### What you should do
Can you format the listing starting at the line containing "query: the noun phrase to segment: green" and ending at the line containing "159L61 164L54 164L54" as a two-column CSV with the headers input and output? Give one row per pair of text and answer, put each field in double quotes, and turn line breaks into spaces.

### Data records
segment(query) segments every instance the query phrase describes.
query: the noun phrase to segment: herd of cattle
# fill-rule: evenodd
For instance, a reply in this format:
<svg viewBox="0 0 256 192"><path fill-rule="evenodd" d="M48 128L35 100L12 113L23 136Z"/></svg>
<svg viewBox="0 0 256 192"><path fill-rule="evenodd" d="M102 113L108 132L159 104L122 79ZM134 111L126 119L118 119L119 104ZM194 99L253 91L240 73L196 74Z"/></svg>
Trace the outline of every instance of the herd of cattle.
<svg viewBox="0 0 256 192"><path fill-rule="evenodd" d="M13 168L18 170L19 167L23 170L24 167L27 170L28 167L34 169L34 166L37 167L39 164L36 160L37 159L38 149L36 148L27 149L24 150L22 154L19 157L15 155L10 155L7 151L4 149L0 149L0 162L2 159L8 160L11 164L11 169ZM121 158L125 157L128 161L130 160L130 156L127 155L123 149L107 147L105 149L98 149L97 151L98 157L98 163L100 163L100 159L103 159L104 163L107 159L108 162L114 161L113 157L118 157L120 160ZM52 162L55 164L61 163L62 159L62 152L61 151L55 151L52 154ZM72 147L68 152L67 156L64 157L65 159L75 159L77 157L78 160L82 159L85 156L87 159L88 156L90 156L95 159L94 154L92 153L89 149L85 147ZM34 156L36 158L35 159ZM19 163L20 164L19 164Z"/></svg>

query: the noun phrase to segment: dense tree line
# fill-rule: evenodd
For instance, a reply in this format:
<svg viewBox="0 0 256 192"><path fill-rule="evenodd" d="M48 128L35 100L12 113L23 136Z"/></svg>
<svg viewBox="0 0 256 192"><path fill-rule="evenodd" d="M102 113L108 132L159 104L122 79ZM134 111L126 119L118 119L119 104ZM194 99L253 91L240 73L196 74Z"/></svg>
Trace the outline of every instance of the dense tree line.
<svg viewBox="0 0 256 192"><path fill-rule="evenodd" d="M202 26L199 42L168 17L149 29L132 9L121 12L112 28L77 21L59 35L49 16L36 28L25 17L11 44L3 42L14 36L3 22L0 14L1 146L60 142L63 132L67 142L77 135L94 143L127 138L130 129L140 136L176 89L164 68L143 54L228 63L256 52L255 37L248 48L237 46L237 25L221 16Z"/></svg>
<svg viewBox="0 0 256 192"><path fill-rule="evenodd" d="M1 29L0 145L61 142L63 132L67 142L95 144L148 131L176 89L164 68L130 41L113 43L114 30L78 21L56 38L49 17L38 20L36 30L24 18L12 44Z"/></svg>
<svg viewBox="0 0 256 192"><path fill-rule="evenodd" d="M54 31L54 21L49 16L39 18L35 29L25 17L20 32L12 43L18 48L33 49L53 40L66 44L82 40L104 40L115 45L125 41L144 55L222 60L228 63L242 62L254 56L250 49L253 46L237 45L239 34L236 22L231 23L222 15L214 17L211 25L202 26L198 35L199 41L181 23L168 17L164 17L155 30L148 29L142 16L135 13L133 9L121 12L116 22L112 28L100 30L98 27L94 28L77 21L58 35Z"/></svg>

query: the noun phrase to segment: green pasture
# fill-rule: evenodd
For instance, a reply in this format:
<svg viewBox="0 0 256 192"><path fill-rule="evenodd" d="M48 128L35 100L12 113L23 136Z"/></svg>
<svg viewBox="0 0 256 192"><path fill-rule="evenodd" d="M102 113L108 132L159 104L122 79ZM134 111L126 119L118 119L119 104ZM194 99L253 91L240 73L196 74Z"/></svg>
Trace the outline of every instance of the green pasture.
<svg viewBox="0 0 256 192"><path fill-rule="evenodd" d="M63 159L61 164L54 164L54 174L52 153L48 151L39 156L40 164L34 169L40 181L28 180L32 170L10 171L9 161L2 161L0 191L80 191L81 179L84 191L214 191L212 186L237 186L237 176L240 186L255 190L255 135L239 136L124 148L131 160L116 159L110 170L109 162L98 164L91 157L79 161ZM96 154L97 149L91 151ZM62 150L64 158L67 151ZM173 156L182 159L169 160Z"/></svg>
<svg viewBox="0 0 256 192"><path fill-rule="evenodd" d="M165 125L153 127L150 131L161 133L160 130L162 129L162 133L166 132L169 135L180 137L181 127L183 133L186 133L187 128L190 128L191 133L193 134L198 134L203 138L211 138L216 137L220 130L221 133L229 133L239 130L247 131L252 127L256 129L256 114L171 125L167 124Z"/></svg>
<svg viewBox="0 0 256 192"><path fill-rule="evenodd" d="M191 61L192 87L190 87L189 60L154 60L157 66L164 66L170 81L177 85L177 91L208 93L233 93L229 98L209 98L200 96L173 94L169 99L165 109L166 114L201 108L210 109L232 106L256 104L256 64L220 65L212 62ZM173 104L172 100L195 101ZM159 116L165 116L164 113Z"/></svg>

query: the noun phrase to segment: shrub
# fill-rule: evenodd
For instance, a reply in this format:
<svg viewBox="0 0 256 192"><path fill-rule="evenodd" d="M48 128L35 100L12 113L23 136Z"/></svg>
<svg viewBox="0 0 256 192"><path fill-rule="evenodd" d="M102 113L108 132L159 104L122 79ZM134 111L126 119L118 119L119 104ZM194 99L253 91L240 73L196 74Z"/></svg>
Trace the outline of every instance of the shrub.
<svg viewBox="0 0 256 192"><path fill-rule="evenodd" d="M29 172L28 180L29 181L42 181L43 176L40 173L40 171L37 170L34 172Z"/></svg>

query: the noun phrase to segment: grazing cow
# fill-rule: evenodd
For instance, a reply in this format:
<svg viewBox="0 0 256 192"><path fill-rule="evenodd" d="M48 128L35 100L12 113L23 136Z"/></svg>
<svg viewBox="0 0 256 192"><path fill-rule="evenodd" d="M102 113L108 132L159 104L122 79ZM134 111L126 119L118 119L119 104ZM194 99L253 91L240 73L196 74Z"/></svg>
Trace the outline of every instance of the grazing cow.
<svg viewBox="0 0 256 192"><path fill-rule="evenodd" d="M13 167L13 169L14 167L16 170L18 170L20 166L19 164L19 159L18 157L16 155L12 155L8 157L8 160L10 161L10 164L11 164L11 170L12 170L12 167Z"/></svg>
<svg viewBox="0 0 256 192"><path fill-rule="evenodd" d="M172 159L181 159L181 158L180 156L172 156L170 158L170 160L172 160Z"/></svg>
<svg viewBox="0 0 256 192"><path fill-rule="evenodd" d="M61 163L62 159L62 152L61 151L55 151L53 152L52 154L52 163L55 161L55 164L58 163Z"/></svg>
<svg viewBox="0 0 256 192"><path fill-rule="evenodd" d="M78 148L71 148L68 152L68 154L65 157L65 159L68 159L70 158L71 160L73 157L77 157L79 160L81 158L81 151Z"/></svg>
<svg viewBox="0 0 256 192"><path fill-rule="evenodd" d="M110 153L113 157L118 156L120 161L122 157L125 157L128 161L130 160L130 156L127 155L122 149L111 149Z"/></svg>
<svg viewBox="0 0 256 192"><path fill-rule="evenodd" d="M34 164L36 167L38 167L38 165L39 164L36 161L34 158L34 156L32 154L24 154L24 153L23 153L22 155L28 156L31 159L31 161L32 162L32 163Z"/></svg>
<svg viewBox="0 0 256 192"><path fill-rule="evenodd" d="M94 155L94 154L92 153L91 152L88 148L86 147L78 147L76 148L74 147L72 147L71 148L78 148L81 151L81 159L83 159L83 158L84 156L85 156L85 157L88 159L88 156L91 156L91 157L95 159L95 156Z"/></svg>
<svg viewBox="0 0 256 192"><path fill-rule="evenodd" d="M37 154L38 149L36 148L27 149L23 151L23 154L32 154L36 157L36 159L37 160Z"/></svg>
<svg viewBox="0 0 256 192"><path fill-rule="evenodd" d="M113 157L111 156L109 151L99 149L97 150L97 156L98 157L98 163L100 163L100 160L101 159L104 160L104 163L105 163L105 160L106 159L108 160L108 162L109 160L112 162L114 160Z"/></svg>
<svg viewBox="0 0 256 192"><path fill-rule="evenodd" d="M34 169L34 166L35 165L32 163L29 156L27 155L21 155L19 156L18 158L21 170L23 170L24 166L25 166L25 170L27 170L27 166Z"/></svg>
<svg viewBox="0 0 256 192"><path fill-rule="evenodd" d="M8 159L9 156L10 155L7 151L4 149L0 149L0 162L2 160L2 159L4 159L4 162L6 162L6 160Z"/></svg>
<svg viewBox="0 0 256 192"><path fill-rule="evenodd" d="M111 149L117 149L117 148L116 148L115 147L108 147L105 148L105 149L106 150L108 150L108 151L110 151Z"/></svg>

### Solution to this exercise
input,output
"query: the noun phrase to segment: green pasture # fill-rule: evenodd For instance, a reply in this format: <svg viewBox=""0 0 256 192""><path fill-rule=""evenodd"" d=""M48 128L35 100L12 113L23 136Z""/></svg> <svg viewBox=""0 0 256 192""><path fill-rule=""evenodd"" d=""M102 113L108 132L159 104L122 79ZM134 111L126 119L118 119L119 104ZM194 99L253 91L240 73L196 74Z""/></svg> Trace the outline of every instance of the green pasture.","<svg viewBox=""0 0 256 192""><path fill-rule=""evenodd"" d=""M63 159L61 164L54 164L54 174L52 153L48 151L39 156L40 164L34 169L40 181L28 180L32 170L10 171L9 161L2 161L0 191L80 191L81 179L84 191L214 191L212 186L237 186L237 176L240 186L255 190L255 135L239 136L124 148L131 160L116 159L110 170L109 162L98 164L91 157L79 161ZM96 154L97 149L91 151ZM62 150L64 158L67 151ZM173 156L182 159L169 160Z""/></svg>"